**Problem 1**. From the wedding passage, copy word for word everything from "From there, I" down to "a war zone.".
**Problem 2**. Name every town or city the wedding passage mentions.
**Problem 3**.
Answer these questions from the wedding passage:
(a) Which business printed the invitations, envelopes and seating charts?
(b) In what year did Harry Ritchies open its first store in downtown Eugene?
(c) What kind of bird is Murphy?

**Passage for review**.
From there, I took it to Natalia’s Alteration and Tailoring in Eugene. A truly family-oriented business, Natailia’s family was often seen at her shop. Little coos from a newborn were heard from the back room. The Chronicle saw Natalia at the Ukrainian Day Celebration in Springfield a couple of months ago, as she reveled in her heritage while mourning her home that has become a war zone.

Adam at Copy-Rite Printing in Springfield was my go-to for printing invitations, envelopes and seating charts. I gave him absurdly short turn around times. He didn’t fret one bit.

All in the details

I commissioned Jenni Donley, prolific Creswell “Painted Rocker,” to create momentos to stash around the venue for my guests to take home. Always so artfully done, Jenni created masterpieces on rocks with a Pacific Northwest bent – the snow-capped mountain ranges, tall Douglas firs and Sasquatch silhouettes slumping along in the distance. Former Chronicle designer and dear friend Pamela Farmer of Creswell donated her time and skills to add to the stash, creating scenescapes and, of course, more Sasquatches. Her work is always done with so much love – a perpetual state of being for Pam.

Stashed in suitcases and coat pockets, their art lives around the country.

My wedding band came from Harry Ritchies, a local jeweler who opened his first store in downtown Eugene in 1956. I unashamedly bought into the story behind the design. The band was made to represent the “peaks and valleys of the Cascade mountains,” with dainty detailing on the rim that resembles a delicate lace.

Anyone who knows Dee Dee, co-owner of The Chronicle, knows that her cookie design is hard to beat. She made Sasquatch bride and groom cookies that looked as absurd and wonderful as it sounds. She also made Murphy cookies mirrored after my yellow parrotlet, with a handsome bow fitting for that of a “ring birder.”

**Supplied entries**.
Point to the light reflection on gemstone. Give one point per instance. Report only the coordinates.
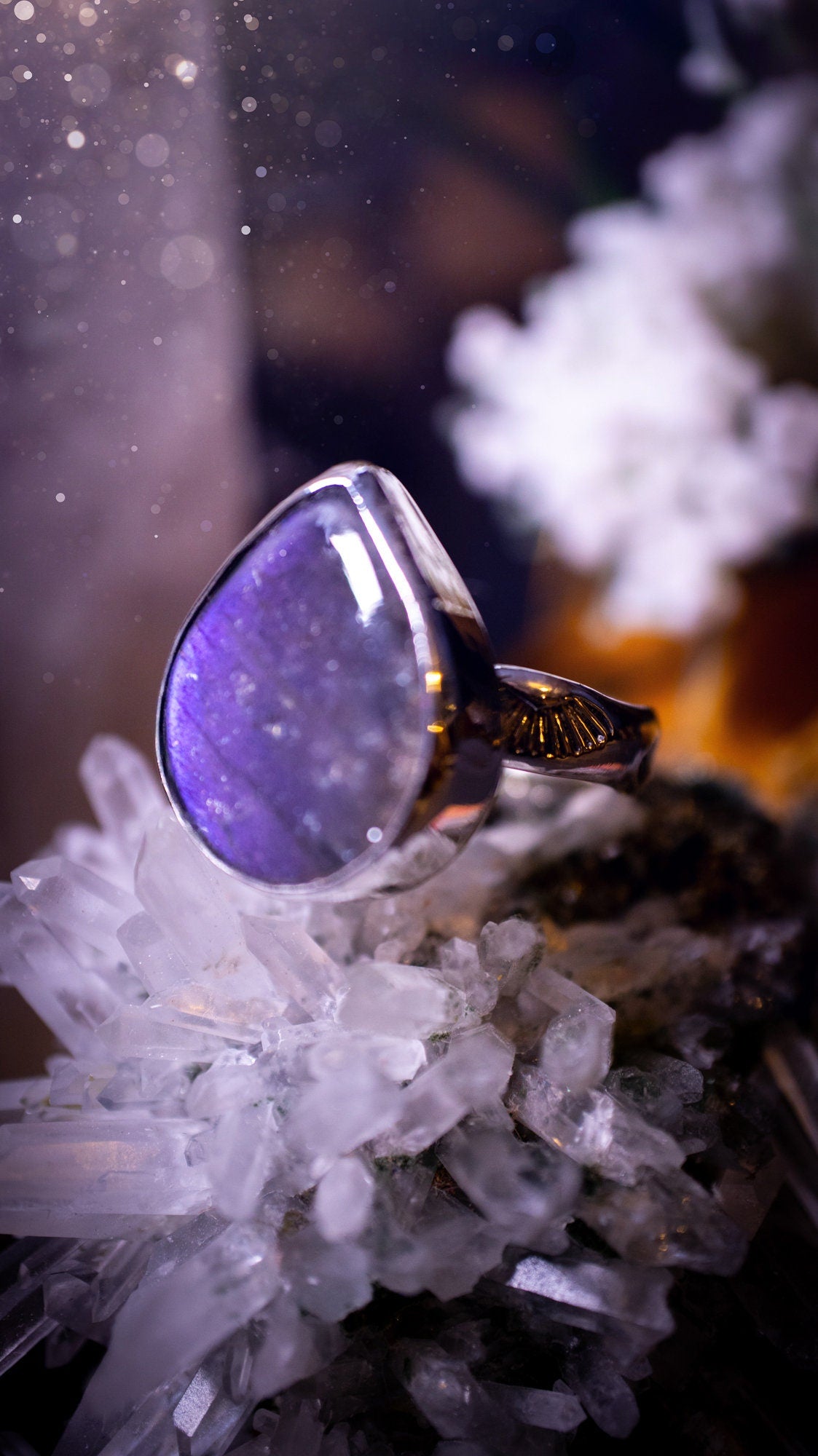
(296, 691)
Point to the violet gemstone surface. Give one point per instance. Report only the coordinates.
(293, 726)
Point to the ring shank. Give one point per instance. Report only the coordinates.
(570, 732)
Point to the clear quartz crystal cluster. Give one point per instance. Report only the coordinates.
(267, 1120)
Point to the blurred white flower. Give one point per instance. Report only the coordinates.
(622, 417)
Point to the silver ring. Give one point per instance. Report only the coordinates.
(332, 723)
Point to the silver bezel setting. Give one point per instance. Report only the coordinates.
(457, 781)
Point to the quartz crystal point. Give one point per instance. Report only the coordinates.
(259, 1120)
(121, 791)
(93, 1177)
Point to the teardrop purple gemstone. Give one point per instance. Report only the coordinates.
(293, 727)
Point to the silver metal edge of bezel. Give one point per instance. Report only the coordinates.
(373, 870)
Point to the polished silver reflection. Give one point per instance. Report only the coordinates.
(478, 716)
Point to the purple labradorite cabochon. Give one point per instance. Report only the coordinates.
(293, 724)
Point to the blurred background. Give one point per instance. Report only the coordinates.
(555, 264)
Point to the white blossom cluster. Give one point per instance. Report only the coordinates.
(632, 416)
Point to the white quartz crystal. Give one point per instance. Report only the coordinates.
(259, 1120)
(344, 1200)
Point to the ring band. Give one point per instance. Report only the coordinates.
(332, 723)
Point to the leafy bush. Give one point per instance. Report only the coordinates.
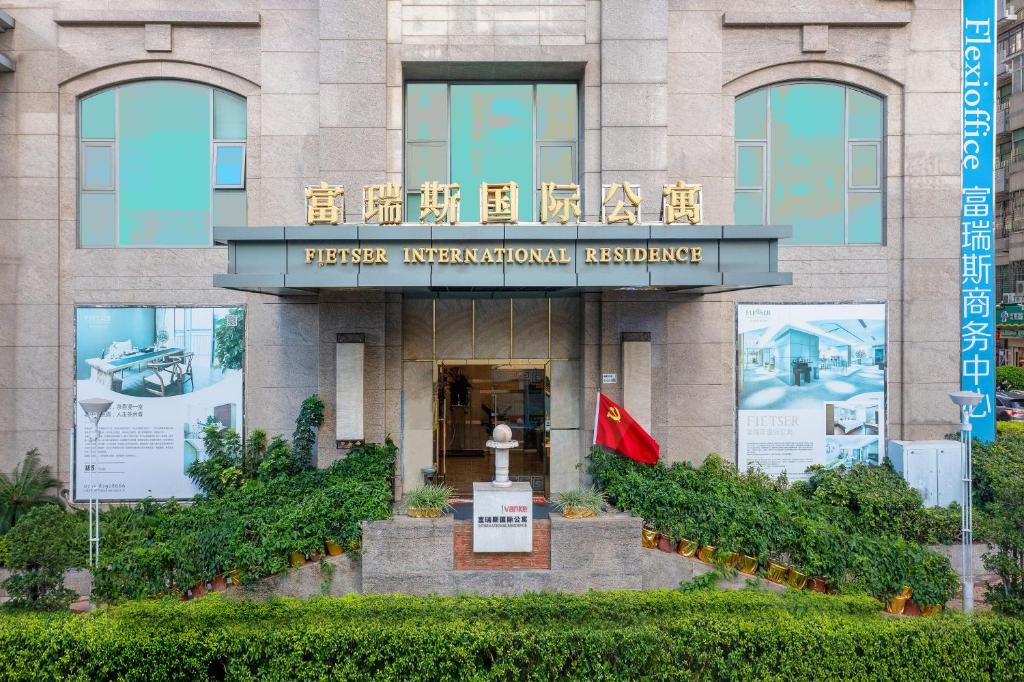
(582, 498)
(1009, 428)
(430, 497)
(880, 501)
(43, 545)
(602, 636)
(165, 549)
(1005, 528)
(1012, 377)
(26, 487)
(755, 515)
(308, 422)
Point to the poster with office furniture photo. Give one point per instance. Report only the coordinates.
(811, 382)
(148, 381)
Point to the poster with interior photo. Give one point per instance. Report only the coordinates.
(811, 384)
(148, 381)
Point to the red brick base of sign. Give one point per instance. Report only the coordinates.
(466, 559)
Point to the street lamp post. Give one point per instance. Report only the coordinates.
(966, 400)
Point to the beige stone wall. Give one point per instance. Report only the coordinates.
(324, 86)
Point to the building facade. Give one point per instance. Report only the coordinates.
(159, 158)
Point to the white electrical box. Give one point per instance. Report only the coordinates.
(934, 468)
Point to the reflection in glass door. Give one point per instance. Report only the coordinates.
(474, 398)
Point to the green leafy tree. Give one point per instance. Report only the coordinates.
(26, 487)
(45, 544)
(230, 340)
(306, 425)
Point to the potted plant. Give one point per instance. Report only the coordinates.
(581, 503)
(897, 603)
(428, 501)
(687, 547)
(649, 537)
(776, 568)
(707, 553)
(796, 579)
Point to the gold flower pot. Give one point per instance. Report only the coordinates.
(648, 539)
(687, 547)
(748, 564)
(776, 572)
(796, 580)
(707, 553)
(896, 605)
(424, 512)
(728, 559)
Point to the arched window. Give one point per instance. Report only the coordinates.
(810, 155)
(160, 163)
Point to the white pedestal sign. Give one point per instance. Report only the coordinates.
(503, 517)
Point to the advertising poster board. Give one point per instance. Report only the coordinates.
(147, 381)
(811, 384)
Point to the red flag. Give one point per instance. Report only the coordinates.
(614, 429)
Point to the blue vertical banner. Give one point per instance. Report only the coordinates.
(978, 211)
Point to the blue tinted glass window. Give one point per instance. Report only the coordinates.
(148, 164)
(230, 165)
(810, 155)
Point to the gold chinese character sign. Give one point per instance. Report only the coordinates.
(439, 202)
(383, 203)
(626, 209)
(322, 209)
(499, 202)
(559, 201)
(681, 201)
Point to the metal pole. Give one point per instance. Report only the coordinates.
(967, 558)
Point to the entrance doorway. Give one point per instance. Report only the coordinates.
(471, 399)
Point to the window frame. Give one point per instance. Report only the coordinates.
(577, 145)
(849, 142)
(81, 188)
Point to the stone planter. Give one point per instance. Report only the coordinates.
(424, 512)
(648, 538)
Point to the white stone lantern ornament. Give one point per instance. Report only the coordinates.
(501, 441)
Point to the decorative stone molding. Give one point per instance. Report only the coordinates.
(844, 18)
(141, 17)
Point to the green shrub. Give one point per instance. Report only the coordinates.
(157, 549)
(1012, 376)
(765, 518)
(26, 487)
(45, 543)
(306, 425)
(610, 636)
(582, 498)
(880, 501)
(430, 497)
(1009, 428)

**Output 1**.
From there, I took it to Natalia’s Alteration and Tailoring in Eugene. A truly family-oriented business, Natailia’s family was often seen at her shop. Little coos from a newborn were heard from the back room. The Chronicle saw Natalia at the Ukrainian Day Celebration in Springfield a couple of months ago, as she reveled in her heritage while mourning her home that has become a war zone.

**Output 2**. Eugene, Springfield, Creswell

**Output 3**.
(a) Copy-Rite Printing in Springfield
(b) 1956
(c) A yellow parrotlet